* STATED TASK 1
List every chemical substance named in the passage on atomic layer deposition below.
* STATED TASK 2
Write the next part of the passage on atomic layer deposition exhaust below, starting after its last sentence.

* TEXT PASSAGE
## Begin

Except when it’s not. It turns out that the design of the ALD process can make life significantly more challenging for the chamber exhaust pumps.

In atomic layer deposition, the first precursor gas, such as HfCl, forms a self-limiting monolayer on the wafer surface. After that first precursor is removed from the process environment, an oxidizing gas, such as water or ozone, reacts with the monolayer to form hafnium oxide. Depending on the chamber design, the wafer (or wafers, in a batch system) can rotate between process zones, one filled with precursor A and the other with precursor B. Or, the wafer can remain stationary while the chamber is flooded with the two precursors in turn.

Either way, the exhaust system is responsible for making sure the two precursors only interact on the wafer surface, not on the chamber sidewalls and not in the exhaust system itself. This can be challenging, as Mike Boger of Edwards Vacuum explained. Where does the excess precursor go? For example, to reduce cycle time in a two-zone system, equipment designers would like to flow precursor gas to both zones continuously, simply shunting the excess to the exhaust system. Even in a single-zone system, the low volatility of precursors like HfCl makes it desirable to keep the gas source going at all times.

## End

* PROVIDED RECORDS
## Begin

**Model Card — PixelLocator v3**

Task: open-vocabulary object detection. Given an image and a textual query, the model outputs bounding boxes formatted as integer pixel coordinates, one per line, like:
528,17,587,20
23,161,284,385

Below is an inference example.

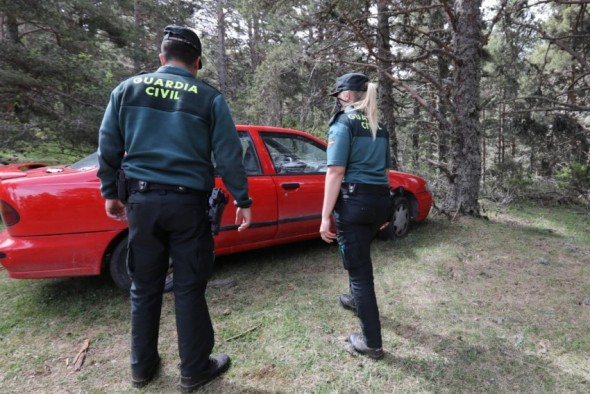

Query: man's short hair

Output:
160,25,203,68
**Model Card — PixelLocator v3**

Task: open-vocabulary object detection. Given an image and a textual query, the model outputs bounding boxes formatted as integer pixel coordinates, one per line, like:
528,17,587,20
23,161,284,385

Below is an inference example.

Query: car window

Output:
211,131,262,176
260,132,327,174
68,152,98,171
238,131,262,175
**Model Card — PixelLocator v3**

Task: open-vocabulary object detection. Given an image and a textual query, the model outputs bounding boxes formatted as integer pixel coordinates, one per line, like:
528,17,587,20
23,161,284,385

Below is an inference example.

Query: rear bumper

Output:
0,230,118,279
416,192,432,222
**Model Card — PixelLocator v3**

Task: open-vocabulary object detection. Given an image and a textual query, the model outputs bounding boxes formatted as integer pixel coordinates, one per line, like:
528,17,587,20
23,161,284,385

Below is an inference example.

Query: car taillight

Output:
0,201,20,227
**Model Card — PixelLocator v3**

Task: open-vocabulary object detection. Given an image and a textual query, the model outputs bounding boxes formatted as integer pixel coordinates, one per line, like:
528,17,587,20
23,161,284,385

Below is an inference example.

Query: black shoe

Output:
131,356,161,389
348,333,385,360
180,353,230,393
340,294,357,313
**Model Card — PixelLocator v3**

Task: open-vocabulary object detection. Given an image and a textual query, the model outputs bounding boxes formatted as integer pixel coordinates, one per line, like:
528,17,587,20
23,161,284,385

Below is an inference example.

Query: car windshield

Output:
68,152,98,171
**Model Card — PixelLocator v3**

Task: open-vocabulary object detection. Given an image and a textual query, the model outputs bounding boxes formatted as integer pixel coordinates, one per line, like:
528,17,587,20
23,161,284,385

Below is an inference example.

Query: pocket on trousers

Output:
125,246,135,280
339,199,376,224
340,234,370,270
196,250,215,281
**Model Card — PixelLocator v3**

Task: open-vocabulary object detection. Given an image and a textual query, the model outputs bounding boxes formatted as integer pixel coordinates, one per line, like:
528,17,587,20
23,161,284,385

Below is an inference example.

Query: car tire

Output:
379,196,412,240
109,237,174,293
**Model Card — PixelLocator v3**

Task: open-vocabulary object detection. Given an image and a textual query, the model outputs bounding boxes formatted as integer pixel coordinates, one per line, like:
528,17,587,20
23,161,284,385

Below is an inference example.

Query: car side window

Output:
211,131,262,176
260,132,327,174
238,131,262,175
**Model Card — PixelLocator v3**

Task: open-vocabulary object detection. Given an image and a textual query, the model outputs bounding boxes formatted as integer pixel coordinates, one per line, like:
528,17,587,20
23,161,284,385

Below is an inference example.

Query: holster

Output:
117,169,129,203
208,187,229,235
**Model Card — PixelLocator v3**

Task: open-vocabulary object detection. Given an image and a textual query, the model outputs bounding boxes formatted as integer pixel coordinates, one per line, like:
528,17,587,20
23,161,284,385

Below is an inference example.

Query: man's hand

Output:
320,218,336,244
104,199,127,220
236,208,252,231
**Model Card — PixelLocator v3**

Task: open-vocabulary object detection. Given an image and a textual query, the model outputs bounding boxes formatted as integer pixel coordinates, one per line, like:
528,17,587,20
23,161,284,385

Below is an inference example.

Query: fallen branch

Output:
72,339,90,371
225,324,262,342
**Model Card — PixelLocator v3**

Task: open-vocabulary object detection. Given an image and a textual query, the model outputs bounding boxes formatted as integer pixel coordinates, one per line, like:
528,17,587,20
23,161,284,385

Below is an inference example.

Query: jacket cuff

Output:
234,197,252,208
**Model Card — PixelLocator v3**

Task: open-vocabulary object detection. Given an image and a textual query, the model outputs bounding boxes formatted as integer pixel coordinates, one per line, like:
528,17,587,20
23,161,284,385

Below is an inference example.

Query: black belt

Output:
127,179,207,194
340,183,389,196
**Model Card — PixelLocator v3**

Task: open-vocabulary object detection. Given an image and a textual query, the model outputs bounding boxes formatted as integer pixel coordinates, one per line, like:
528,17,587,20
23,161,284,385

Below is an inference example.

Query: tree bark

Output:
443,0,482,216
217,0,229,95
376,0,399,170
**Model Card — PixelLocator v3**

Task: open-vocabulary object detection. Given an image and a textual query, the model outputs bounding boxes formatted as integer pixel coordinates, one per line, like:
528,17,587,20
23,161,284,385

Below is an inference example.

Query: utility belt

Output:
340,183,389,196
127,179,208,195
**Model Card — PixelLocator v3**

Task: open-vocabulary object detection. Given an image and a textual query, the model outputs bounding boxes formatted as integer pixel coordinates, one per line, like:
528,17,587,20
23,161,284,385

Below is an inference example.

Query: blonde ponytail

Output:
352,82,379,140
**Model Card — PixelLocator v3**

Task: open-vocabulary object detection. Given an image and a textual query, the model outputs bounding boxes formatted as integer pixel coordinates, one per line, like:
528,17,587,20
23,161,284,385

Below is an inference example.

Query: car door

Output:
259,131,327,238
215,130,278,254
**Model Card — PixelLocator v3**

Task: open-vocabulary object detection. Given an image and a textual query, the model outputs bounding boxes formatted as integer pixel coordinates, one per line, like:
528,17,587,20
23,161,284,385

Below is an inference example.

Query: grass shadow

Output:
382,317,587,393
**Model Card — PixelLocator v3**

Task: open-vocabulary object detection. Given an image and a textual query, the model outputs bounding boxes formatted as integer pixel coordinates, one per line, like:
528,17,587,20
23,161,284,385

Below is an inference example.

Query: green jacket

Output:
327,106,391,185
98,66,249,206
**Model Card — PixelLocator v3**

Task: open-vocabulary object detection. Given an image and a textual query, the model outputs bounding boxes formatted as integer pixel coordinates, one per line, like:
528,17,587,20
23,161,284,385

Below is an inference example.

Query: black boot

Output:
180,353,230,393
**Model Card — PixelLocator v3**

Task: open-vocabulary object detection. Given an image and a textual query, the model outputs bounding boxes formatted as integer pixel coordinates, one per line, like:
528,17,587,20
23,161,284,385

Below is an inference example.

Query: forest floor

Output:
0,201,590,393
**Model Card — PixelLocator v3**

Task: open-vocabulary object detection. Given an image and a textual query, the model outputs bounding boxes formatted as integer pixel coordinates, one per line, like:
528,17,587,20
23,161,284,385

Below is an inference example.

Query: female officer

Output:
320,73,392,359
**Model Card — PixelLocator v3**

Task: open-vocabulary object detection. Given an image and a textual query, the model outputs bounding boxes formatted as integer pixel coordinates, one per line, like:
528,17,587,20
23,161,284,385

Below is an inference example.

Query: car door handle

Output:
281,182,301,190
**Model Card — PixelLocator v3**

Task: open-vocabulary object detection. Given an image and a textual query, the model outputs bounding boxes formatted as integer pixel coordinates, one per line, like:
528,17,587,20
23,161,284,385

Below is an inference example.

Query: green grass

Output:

## End

* EXPECTED ANSWER 1
HfCl, water, ozone, hafnium oxide

* EXPECTED ANSWER 2
Remember, though, that the precursor gases are co-reactive. If precursor A has not been fully evacuated when precursor B flows into the process chamber, the resulting hafnium oxide can land on the wafer in the form of particles. If the pump is full of precursor A when precursor B starts flowing in, the likely result is a pump full of hafnium oxide dust. Not only can the pump seize, but back pressure can force the oxide dust back toward the process chamber. If the ambient temperature inside the pump is too high, the precursor can break down; too low, and it can condense and still be present when the other reactant flows in.

According to Boger, the key to preventing these issues is to increase pump speed and separate the two precursor materials. Equipment manufacturers needed some convincing, though, as increasing the chamber evacuation time necessarily increases the process cycle time. Installing additional pumps helps, but only to an extent.